**What you should do**. Scan the entries below and extract each line with the word "stone" in it.

Dataset records START

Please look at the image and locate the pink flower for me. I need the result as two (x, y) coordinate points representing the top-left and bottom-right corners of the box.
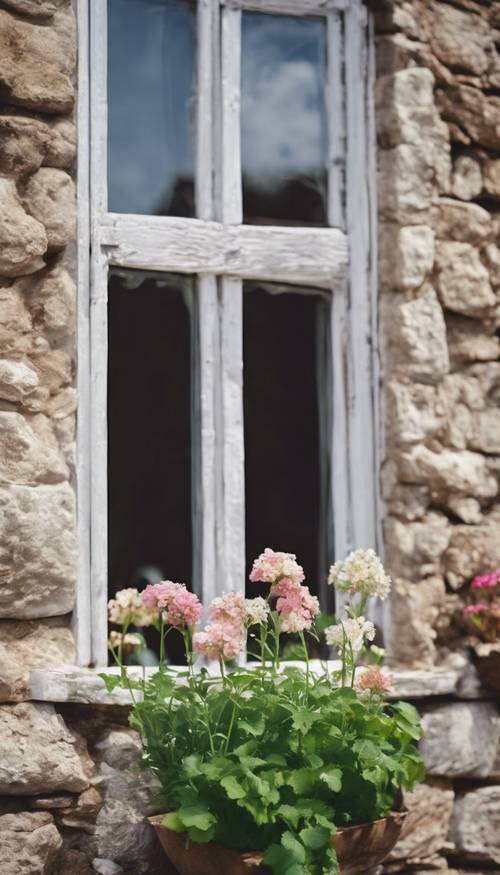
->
(209, 593), (247, 627)
(193, 622), (245, 661)
(166, 588), (203, 628)
(276, 584), (320, 633)
(471, 571), (500, 590)
(464, 602), (490, 616)
(249, 548), (304, 586)
(141, 581), (179, 611)
(355, 667), (392, 696)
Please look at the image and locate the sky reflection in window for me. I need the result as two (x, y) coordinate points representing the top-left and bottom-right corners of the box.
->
(241, 12), (328, 226)
(108, 0), (196, 217)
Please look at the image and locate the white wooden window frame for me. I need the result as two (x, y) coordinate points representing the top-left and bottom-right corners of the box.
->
(76, 0), (380, 666)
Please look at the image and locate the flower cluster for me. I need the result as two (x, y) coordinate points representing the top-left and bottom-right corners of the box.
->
(273, 579), (320, 633)
(141, 581), (202, 629)
(249, 548), (304, 586)
(108, 588), (155, 627)
(324, 616), (375, 654)
(245, 596), (270, 626)
(464, 567), (500, 644)
(328, 548), (391, 600)
(193, 623), (244, 661)
(355, 666), (392, 696)
(108, 630), (143, 654)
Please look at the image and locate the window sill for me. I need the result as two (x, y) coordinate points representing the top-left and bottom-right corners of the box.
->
(28, 663), (460, 707)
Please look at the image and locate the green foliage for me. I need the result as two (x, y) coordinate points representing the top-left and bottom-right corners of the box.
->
(112, 665), (425, 874)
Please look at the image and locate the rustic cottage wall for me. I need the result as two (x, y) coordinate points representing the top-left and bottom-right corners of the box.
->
(0, 0), (500, 873)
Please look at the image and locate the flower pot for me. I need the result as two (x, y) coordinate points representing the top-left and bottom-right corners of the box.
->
(473, 642), (500, 692)
(149, 810), (407, 875)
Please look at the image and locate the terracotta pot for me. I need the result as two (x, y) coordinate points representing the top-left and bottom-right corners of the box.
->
(149, 810), (407, 875)
(473, 642), (500, 692)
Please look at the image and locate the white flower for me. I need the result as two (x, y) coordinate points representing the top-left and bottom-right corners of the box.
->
(325, 616), (375, 654)
(370, 644), (385, 660)
(108, 630), (142, 650)
(328, 549), (391, 600)
(107, 588), (154, 627)
(245, 597), (270, 626)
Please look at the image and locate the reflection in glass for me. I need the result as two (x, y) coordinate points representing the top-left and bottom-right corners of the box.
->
(243, 284), (332, 602)
(108, 269), (193, 660)
(108, 0), (196, 217)
(241, 13), (328, 226)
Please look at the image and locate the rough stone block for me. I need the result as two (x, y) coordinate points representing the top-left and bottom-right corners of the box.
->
(378, 145), (434, 224)
(0, 483), (76, 619)
(484, 158), (500, 200)
(385, 513), (450, 581)
(386, 380), (442, 444)
(420, 702), (500, 778)
(0, 412), (68, 485)
(447, 316), (500, 365)
(0, 0), (70, 16)
(435, 199), (491, 245)
(0, 8), (74, 114)
(445, 505), (500, 589)
(22, 168), (75, 252)
(380, 224), (435, 291)
(429, 1), (491, 76)
(436, 241), (495, 316)
(389, 779), (454, 864)
(437, 84), (500, 152)
(398, 444), (498, 501)
(382, 287), (449, 382)
(389, 576), (445, 668)
(451, 155), (483, 201)
(0, 359), (39, 404)
(0, 811), (62, 875)
(23, 263), (76, 342)
(449, 786), (500, 864)
(0, 702), (89, 794)
(0, 618), (74, 702)
(0, 178), (47, 277)
(0, 115), (76, 178)
(0, 283), (32, 357)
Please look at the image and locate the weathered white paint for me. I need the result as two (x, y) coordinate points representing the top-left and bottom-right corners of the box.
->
(196, 0), (215, 221)
(90, 0), (110, 667)
(28, 665), (460, 707)
(75, 0), (92, 666)
(344, 0), (378, 555)
(327, 12), (345, 231)
(100, 216), (347, 289)
(222, 0), (351, 14)
(221, 7), (242, 224)
(218, 278), (246, 596)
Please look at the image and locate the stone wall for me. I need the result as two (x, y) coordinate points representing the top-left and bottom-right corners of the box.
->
(374, 0), (500, 669)
(0, 0), (78, 701)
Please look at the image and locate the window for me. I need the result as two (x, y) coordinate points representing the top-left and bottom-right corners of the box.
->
(78, 0), (379, 665)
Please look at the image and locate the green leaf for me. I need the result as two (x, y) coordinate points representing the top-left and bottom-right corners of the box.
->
(163, 811), (184, 832)
(177, 805), (216, 833)
(281, 831), (306, 864)
(286, 768), (318, 794)
(263, 844), (304, 875)
(220, 775), (246, 800)
(299, 825), (331, 850)
(238, 711), (266, 737)
(277, 805), (301, 829)
(319, 767), (342, 792)
(99, 673), (123, 693)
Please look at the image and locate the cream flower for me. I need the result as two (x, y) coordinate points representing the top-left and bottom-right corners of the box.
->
(108, 588), (154, 627)
(324, 616), (375, 654)
(245, 597), (270, 626)
(328, 549), (391, 600)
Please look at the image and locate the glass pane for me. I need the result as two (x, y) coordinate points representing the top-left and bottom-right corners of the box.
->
(241, 12), (328, 227)
(108, 269), (193, 663)
(243, 283), (331, 602)
(108, 0), (196, 217)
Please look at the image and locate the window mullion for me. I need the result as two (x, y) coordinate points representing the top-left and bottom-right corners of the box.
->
(327, 11), (345, 231)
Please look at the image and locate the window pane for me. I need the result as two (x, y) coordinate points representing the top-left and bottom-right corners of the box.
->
(108, 0), (196, 217)
(241, 13), (328, 227)
(108, 269), (193, 660)
(243, 284), (332, 601)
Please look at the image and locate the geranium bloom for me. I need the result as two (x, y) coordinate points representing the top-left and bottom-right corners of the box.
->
(209, 593), (247, 627)
(141, 581), (179, 611)
(193, 622), (245, 661)
(276, 584), (320, 633)
(108, 630), (142, 650)
(325, 616), (375, 654)
(471, 570), (500, 590)
(463, 602), (490, 616)
(328, 549), (391, 600)
(355, 666), (392, 696)
(249, 548), (304, 586)
(108, 588), (154, 627)
(166, 588), (203, 628)
(245, 597), (270, 626)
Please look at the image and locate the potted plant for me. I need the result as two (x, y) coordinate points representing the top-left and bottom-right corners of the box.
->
(463, 569), (500, 692)
(103, 548), (425, 874)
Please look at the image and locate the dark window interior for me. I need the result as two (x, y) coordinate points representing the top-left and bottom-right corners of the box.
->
(243, 284), (332, 603)
(108, 269), (193, 662)
(107, 0), (196, 217)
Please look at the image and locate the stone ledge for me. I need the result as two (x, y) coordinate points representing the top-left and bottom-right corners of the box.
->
(27, 664), (461, 707)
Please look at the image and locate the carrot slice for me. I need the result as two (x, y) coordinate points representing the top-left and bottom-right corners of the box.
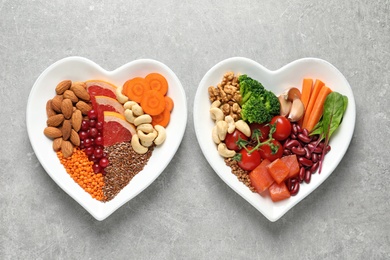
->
(302, 79), (325, 130)
(266, 158), (290, 184)
(268, 182), (291, 202)
(122, 77), (150, 103)
(298, 78), (313, 126)
(305, 86), (332, 132)
(151, 108), (171, 127)
(140, 90), (166, 116)
(164, 96), (174, 112)
(249, 159), (274, 193)
(145, 73), (168, 96)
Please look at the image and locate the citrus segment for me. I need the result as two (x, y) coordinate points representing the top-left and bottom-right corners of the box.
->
(103, 111), (136, 147)
(86, 80), (117, 99)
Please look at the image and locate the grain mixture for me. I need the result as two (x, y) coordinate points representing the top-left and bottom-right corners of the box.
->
(103, 142), (153, 201)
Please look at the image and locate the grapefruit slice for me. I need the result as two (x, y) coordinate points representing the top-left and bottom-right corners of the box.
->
(103, 111), (136, 147)
(94, 95), (125, 122)
(86, 80), (117, 99)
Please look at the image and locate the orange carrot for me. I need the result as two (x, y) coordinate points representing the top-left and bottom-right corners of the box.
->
(305, 86), (332, 132)
(302, 79), (325, 129)
(145, 73), (168, 96)
(301, 78), (313, 110)
(151, 108), (171, 127)
(164, 96), (174, 112)
(298, 78), (313, 126)
(140, 90), (166, 116)
(122, 77), (150, 103)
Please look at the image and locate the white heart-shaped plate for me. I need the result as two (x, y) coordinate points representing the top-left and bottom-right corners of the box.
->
(27, 57), (187, 221)
(194, 57), (356, 222)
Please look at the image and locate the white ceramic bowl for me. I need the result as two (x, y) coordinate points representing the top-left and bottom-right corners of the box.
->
(27, 57), (187, 221)
(194, 57), (356, 222)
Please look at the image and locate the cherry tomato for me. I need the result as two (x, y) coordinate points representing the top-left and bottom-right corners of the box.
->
(225, 129), (248, 151)
(270, 116), (292, 141)
(237, 146), (261, 171)
(249, 123), (270, 142)
(259, 139), (283, 162)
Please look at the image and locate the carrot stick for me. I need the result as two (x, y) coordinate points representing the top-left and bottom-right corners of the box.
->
(145, 73), (168, 96)
(305, 86), (332, 132)
(298, 78), (313, 126)
(123, 77), (150, 103)
(302, 79), (325, 129)
(140, 90), (166, 116)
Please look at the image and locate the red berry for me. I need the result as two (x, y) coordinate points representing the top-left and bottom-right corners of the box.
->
(81, 120), (89, 131)
(92, 163), (101, 174)
(88, 110), (97, 120)
(89, 128), (98, 138)
(79, 131), (88, 140)
(84, 138), (92, 147)
(95, 136), (103, 146)
(89, 119), (96, 127)
(99, 158), (109, 168)
(85, 146), (94, 156)
(94, 147), (103, 158)
(96, 121), (103, 131)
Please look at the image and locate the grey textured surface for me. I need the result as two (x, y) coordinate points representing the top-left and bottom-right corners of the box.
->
(1, 0), (389, 259)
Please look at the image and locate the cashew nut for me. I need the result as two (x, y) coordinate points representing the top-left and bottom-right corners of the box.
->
(141, 140), (154, 147)
(210, 107), (224, 122)
(211, 100), (221, 108)
(212, 125), (221, 144)
(123, 101), (138, 110)
(217, 143), (236, 158)
(235, 120), (251, 137)
(131, 134), (148, 154)
(115, 85), (129, 104)
(138, 130), (157, 143)
(154, 125), (166, 145)
(134, 114), (152, 126)
(124, 109), (136, 124)
(216, 120), (228, 141)
(225, 115), (235, 134)
(132, 104), (144, 116)
(137, 123), (154, 133)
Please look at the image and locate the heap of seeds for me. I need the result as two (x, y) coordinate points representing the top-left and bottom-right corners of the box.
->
(103, 142), (154, 201)
(224, 158), (256, 192)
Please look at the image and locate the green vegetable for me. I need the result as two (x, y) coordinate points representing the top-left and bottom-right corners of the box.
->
(239, 75), (280, 124)
(311, 91), (348, 173)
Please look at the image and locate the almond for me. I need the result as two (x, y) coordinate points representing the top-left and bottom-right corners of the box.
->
(61, 99), (73, 119)
(71, 82), (90, 101)
(53, 138), (62, 151)
(46, 114), (64, 127)
(76, 101), (91, 115)
(63, 90), (79, 103)
(61, 140), (74, 158)
(71, 109), (83, 132)
(62, 119), (72, 140)
(55, 80), (71, 95)
(44, 127), (62, 139)
(51, 95), (63, 113)
(70, 129), (80, 146)
(46, 100), (57, 117)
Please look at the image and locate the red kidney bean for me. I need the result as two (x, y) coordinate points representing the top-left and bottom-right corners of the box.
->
(296, 124), (302, 133)
(304, 147), (312, 159)
(310, 162), (319, 174)
(298, 167), (305, 183)
(313, 147), (323, 154)
(283, 149), (292, 156)
(290, 181), (300, 196)
(302, 128), (309, 137)
(299, 157), (313, 167)
(292, 146), (306, 156)
(312, 153), (319, 163)
(304, 170), (311, 183)
(284, 139), (300, 150)
(290, 133), (297, 140)
(298, 134), (311, 143)
(308, 143), (315, 150)
(318, 142), (325, 149)
(292, 124), (298, 135)
(325, 145), (331, 154)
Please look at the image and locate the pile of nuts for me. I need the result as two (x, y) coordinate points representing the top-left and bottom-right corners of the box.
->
(208, 72), (242, 121)
(44, 80), (92, 158)
(123, 101), (166, 154)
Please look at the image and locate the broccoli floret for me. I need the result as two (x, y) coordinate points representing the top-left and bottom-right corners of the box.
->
(239, 75), (280, 124)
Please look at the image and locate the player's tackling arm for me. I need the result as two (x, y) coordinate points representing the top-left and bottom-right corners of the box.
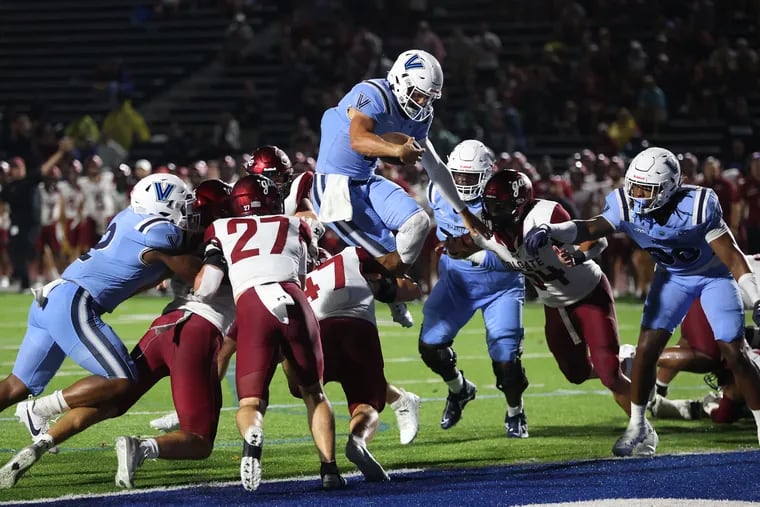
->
(421, 138), (490, 237)
(142, 250), (202, 285)
(524, 215), (615, 256)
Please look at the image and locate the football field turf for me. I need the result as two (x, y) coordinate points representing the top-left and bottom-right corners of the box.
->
(0, 293), (756, 502)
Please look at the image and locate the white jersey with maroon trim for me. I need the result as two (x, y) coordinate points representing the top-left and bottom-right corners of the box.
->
(164, 277), (236, 335)
(78, 172), (116, 225)
(475, 199), (602, 307)
(205, 215), (311, 299)
(305, 247), (376, 324)
(284, 171), (314, 216)
(59, 181), (84, 224)
(39, 183), (62, 227)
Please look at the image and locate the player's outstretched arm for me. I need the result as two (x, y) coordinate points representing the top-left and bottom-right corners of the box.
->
(421, 138), (490, 238)
(524, 216), (614, 256)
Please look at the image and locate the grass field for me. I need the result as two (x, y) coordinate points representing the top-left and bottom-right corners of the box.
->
(0, 293), (756, 502)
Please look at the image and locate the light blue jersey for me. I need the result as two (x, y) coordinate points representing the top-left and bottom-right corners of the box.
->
(12, 207), (186, 395)
(421, 185), (525, 362)
(62, 209), (184, 312)
(316, 78), (431, 180)
(601, 185), (744, 340)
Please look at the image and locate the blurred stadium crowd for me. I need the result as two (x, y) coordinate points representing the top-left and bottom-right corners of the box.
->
(0, 0), (758, 294)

Dataset records END

**Result for this task**.
Please look at the image and locate the rough stone block for me. I need the result as two (x, y) coordinate points representing the top-left and bottom-right corners of the box.
Please look at the image and locate the stone wall for me. I need the result as two (x, y) coordinate points representing the top-left and bottom-right corners of the box.
Please look at the image and locate the stone ledge for me. I need the result as two (x, y) coordinate points representing the top-left and bottom-right corners of the box.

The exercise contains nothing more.